STORED DATA:

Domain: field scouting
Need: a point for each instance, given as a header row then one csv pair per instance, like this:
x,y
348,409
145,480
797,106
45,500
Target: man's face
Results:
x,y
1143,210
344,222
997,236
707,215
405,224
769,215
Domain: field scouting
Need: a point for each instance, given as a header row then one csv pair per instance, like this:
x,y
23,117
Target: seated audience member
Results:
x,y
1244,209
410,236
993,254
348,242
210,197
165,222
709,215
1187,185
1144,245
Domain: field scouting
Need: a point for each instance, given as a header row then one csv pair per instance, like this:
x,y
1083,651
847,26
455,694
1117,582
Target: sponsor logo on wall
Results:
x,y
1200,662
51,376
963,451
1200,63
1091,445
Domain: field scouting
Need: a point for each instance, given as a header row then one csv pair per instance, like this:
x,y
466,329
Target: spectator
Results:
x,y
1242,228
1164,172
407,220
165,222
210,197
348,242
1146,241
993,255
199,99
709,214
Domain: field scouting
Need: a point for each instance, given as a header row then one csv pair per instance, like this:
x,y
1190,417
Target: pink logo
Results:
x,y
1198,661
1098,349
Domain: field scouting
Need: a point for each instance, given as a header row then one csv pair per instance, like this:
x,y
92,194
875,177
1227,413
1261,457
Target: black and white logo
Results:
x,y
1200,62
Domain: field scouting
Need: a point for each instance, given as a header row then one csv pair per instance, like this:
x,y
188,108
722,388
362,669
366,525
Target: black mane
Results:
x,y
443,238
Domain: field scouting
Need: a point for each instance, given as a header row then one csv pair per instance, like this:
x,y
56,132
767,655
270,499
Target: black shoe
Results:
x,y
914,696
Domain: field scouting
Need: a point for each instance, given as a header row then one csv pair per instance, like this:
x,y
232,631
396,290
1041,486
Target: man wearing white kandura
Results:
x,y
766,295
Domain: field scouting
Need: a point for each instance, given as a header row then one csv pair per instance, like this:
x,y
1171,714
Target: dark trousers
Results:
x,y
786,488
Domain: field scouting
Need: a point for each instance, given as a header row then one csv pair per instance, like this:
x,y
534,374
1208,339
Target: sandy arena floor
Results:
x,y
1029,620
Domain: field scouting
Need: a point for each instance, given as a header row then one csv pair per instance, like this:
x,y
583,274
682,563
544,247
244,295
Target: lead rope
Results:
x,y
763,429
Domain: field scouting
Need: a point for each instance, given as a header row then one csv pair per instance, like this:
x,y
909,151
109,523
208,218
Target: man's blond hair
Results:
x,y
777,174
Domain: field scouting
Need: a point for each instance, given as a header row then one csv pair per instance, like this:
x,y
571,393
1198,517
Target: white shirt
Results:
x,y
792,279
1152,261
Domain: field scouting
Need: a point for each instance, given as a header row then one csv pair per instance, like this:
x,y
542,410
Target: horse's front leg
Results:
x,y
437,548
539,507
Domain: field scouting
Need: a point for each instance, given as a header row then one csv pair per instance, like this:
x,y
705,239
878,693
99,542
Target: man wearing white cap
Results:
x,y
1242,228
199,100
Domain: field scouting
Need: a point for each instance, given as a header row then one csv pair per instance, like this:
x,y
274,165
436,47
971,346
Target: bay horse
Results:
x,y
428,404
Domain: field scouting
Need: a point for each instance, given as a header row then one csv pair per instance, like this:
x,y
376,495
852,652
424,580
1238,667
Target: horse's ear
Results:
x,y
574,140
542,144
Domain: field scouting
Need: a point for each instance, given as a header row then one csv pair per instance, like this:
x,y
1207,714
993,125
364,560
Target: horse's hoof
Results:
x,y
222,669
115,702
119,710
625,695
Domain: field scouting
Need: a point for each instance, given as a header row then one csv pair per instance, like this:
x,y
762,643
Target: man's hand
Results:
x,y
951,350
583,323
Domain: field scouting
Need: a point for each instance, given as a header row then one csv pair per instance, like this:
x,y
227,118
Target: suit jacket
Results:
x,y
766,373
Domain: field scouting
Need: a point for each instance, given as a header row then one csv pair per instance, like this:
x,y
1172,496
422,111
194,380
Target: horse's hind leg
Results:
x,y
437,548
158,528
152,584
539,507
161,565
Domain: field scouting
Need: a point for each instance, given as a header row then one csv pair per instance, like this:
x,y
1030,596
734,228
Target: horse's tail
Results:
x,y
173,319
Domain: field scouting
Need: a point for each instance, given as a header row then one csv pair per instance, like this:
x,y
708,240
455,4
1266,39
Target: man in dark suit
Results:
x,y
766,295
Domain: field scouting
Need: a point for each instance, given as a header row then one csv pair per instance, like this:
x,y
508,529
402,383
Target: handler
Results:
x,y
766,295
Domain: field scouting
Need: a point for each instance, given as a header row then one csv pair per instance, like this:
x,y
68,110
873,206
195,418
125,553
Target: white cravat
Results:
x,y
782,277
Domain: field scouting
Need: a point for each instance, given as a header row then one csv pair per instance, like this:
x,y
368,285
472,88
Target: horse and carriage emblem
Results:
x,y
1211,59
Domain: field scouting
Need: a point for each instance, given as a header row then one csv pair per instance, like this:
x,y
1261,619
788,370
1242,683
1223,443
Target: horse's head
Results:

WRITTEN REQUEST: Identify every line of the listing that contains the word "dark", treating uppercase and lowercase as distinct, and copy each of those lines.

OUTPUT FOR THIS TASK:
Target: dark trousers
Target: man in dark suit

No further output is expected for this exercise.